● WHAT NEEDS TO BE DONE: Copy all of the material below unchanged, except multiply every x and y coordinate in the answers by 0.2 and round to whole numbers, with halves rounded up. Leave the coordinates in the "written like" format lines as they are.

● SUPPLIED DATA:
____________

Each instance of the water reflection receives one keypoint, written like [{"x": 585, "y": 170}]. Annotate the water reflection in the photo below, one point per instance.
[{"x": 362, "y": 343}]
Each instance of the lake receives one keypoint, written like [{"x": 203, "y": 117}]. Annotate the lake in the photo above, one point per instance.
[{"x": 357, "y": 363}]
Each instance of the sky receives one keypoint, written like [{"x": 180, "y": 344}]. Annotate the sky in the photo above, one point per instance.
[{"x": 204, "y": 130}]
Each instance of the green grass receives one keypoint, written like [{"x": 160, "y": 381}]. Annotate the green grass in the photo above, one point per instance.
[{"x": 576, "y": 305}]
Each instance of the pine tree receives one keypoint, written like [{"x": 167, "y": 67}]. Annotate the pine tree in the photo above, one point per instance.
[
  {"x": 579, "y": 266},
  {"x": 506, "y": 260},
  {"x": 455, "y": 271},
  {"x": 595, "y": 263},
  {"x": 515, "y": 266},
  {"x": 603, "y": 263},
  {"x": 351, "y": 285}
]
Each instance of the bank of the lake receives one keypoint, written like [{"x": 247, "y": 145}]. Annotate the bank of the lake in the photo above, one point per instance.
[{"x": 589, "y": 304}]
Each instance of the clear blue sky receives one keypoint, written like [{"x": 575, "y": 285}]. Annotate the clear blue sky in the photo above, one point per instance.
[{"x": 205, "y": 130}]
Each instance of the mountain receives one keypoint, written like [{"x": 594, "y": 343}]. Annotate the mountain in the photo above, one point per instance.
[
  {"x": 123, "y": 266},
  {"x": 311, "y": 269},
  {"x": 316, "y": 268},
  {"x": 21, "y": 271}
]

____________

● RIGHT ANSWER:
Each instance of the water reflection receives one keypoint, written like [{"x": 585, "y": 170}]. Annotate the water reflection in the photo below, one point per instance.
[{"x": 72, "y": 69}]
Each instance of the lake receives one keypoint, written like [{"x": 203, "y": 117}]. Annotate the lake in the photo above, one point per instance.
[{"x": 71, "y": 73}]
Each instance of the sky receives one keypoint, written like [{"x": 180, "y": 344}]. Annotate the sky in the photo above, one point per instance.
[{"x": 41, "y": 26}]
Each instance of the green grass receives one keypoint, written like [{"x": 160, "y": 381}]. Annotate the green grass in the photo above, one point per instance.
[{"x": 115, "y": 61}]
Each instance of the pine tree receives one keypoint, written like [{"x": 167, "y": 67}]. Annotate the pine tree in the photo above, one point per instance.
[
  {"x": 116, "y": 53},
  {"x": 101, "y": 52},
  {"x": 91, "y": 54},
  {"x": 119, "y": 53},
  {"x": 103, "y": 53},
  {"x": 121, "y": 53},
  {"x": 70, "y": 57}
]
Each instance of the bank of the lake receives one keypoint, written like [{"x": 247, "y": 145}]. Annotate the bank of the lake in the photo above, one point per instance.
[{"x": 118, "y": 61}]
Each instance of the clear blue sky receives one keypoint, written like [{"x": 575, "y": 285}]. Annotate the clear blue sky in the photo above, one point per instance.
[{"x": 41, "y": 26}]
Each instance of the mountain receives one keypoint, written like [{"x": 594, "y": 343}]. Annotate the mountain in the photo above, one point per instance.
[
  {"x": 25, "y": 53},
  {"x": 62, "y": 54},
  {"x": 63, "y": 54},
  {"x": 4, "y": 54}
]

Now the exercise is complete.